WORK TO BE COMPLETED ▸ Show all lines from the data that include the word "gate".

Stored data
-----

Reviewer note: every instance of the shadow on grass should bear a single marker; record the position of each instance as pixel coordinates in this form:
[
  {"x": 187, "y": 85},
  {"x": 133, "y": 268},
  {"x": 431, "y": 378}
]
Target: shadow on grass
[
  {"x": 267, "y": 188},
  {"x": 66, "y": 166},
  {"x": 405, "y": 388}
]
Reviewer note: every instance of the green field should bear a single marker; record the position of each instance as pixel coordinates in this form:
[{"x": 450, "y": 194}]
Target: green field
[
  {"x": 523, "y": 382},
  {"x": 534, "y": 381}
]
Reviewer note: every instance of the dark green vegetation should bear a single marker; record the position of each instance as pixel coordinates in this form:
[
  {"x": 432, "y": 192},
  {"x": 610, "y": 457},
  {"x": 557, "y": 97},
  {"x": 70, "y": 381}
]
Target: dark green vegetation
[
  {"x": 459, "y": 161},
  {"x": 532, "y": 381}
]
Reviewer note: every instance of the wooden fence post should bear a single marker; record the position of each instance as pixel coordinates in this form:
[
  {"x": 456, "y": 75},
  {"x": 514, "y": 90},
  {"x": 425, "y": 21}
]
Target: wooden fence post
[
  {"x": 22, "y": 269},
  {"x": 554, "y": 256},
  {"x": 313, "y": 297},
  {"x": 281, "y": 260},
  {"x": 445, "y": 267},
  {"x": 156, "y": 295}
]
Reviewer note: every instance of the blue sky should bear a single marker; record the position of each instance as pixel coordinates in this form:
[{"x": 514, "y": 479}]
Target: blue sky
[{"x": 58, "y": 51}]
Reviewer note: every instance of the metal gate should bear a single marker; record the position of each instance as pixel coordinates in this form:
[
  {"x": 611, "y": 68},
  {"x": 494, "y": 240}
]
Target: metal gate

-----

FINISHED EXERCISE ▸
Reviewer note: every instance of the metal gate should bear a single marker; record the position of each instance as pixel coordinates in this form:
Target: metal gate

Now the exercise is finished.